──────── Data in this exercise
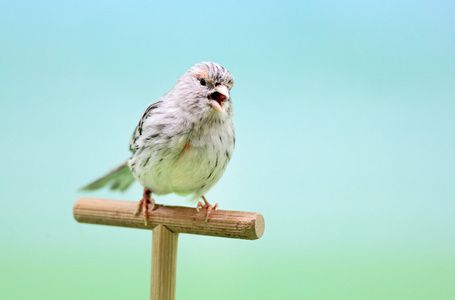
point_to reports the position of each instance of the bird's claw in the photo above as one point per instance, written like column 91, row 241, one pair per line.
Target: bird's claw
column 144, row 204
column 207, row 206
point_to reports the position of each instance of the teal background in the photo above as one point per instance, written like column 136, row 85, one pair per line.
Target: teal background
column 345, row 119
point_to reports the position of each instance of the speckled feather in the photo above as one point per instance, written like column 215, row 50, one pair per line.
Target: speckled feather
column 182, row 144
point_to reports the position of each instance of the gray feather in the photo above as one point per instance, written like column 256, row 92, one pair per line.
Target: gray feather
column 119, row 179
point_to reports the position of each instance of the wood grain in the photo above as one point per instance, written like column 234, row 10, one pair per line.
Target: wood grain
column 222, row 223
column 164, row 264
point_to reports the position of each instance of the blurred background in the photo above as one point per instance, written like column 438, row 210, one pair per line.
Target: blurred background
column 345, row 119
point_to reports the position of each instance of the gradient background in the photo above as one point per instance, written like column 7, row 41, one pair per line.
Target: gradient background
column 345, row 117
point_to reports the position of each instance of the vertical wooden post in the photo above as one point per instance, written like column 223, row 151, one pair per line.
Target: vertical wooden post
column 164, row 263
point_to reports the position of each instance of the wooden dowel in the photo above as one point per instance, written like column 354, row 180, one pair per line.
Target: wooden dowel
column 164, row 264
column 222, row 223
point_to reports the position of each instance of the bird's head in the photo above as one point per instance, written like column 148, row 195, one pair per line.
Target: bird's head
column 205, row 88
────────────────
▸ What needs to be done
An exact copy of the data is required, with the pictures excluded.

▸ Reply to the task
point_to reports the position of each instance of the bird's claw in the photo above as one point per instance, written like column 91, row 241, one pair per line.
Target: bird's claw
column 144, row 204
column 207, row 206
point_to reports the position of each instance of the teal background in the photo above as one point per instance, written like column 136, row 85, one pair per line.
Target: teal background
column 345, row 119
point_to reports the position of each instance of the speckled feather in the photo above as one point per instance, written like column 215, row 50, one pair per line.
Target: speckled feather
column 182, row 144
point_to reports the position of each instance of the gray feather in the photo above as one point per instance, written like column 256, row 92, one pair per line.
Target: gray feather
column 119, row 179
point_to reports the position of each instance of the wood grain in the photo above as one point per instance, written like column 234, row 10, one pair per line.
Target: wood grain
column 222, row 223
column 164, row 264
point_to reports the position of each instance of the blurred background in the photo above as one point per instance, written like column 438, row 210, one pair per line.
Target: blurred background
column 345, row 119
point_to reports the position of each instance of the gradient background in the photo above as one point per instance, written like column 7, row 41, one pair per line.
Target: gradient background
column 345, row 117
point_to reports the position of each instance of the vertical wooden post in the photo above as one point per instance, written like column 223, row 151, one pair per line.
Target: vertical wooden post
column 164, row 263
point_to reports the position of each instance of the wooden dowel in the photo above as one point per instance, written like column 354, row 180, one pair per line.
Target: wooden dowel
column 164, row 264
column 222, row 223
point_to reports the position of each instance of the bird's head in the photo above as one point per instance, written like column 148, row 195, one pair per line.
Target: bird's head
column 205, row 88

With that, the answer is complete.